▸ **Records**:

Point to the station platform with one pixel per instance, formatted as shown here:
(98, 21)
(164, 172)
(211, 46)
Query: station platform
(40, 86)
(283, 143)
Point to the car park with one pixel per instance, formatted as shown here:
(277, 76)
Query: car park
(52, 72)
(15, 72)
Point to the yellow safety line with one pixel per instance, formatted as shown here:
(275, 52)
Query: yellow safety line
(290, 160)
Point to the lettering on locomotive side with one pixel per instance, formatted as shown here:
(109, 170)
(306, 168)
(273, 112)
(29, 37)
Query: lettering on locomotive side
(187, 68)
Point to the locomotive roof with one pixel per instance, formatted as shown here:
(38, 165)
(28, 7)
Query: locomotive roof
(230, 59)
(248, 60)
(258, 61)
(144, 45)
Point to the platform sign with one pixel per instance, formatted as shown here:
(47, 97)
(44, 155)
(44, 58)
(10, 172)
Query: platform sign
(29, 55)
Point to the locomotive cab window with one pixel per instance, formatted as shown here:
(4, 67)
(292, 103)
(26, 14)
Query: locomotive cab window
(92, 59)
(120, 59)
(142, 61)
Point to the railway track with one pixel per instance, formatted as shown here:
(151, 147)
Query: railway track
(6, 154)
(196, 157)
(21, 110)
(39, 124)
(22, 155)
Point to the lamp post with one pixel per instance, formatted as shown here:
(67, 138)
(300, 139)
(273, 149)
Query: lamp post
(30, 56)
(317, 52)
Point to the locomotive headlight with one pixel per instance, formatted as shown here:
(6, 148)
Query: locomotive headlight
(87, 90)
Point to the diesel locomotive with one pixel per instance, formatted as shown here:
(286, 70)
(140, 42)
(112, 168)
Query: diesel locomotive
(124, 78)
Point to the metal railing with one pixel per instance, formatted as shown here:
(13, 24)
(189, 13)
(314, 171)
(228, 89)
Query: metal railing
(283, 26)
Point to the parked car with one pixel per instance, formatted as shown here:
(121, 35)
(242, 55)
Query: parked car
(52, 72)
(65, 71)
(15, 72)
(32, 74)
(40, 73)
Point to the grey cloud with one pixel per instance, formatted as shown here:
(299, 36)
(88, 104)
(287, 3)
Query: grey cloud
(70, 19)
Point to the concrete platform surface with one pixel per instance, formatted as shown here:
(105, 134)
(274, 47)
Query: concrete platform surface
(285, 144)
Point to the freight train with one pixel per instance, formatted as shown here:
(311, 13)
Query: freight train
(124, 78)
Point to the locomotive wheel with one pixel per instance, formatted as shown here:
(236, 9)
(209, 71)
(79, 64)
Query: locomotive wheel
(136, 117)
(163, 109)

▸ **What is needed**:
Give the data back exactly as it stands.

▸ **Answer to this task**:
Point to the station platform with one pixel per instance, formatted as shown here:
(98, 21)
(164, 172)
(211, 46)
Query: station platform
(40, 86)
(283, 143)
Point to the car park with one pixel per instance, formatted as shown here:
(277, 76)
Query: car park
(52, 72)
(15, 72)
Point to the yellow safety line with one pixel per instance, formatted as shown here:
(275, 52)
Query: yellow safety line
(290, 160)
Point to the lettering on locomotive side with one pixel per instance, formatted as shown here:
(109, 170)
(306, 168)
(273, 112)
(29, 37)
Query: lettering on locomotive side
(187, 68)
Point to the locomotive roof with one pixel per instance, formatted as shown here:
(38, 165)
(28, 7)
Query: locomotive roof
(230, 59)
(248, 60)
(258, 61)
(144, 45)
Point to the platform sign with one pixel per instance, formatted as shown here:
(47, 97)
(44, 155)
(44, 58)
(10, 172)
Query: platform sign
(29, 55)
Point to the locomotive cab window with one pixel per instance, formatted as shown here:
(4, 67)
(292, 103)
(26, 14)
Query: locomotive cab window
(92, 59)
(120, 59)
(142, 61)
Point to the railway track with one pixel per instance, formatted as shown here:
(151, 147)
Query: railway track
(6, 154)
(196, 157)
(21, 110)
(39, 124)
(22, 155)
Point to the lamp post with one pixel per instance, formatted as shown here:
(67, 138)
(300, 139)
(273, 149)
Query: lamp post
(30, 56)
(317, 52)
Point to the locomotive headlight with one pixel per instance, formatted as shown here:
(6, 148)
Query: locomotive headlight
(87, 90)
Point to the diesel locomotive with one pixel per instance, formatted as shown here:
(286, 70)
(140, 42)
(112, 168)
Query: diesel locomotive
(124, 78)
Point to the metal railing with one pixel per instance, formatted as shown here:
(13, 24)
(189, 13)
(314, 171)
(228, 89)
Query: metal railing
(283, 26)
Point to the parked car with one pixel per instance, formatted as shown here:
(121, 35)
(242, 55)
Query: parked car
(52, 72)
(65, 71)
(15, 72)
(32, 74)
(40, 73)
Point to the grey cloud with one pixel per instance, formatted as shown here:
(299, 36)
(88, 104)
(287, 3)
Query: grey cloud
(70, 19)
Point to the concrete platform surface with one pixel per instance, formatted as shown here:
(105, 134)
(274, 47)
Query: concrete platform surface
(285, 144)
Point to the freight train with one pixel per instance, formatted as shown here:
(311, 13)
Query: freight train
(124, 78)
Point to the locomotive wheel with one pixel per instance, formatted as shown here:
(236, 9)
(209, 71)
(79, 64)
Query: locomotive wheel
(136, 117)
(163, 109)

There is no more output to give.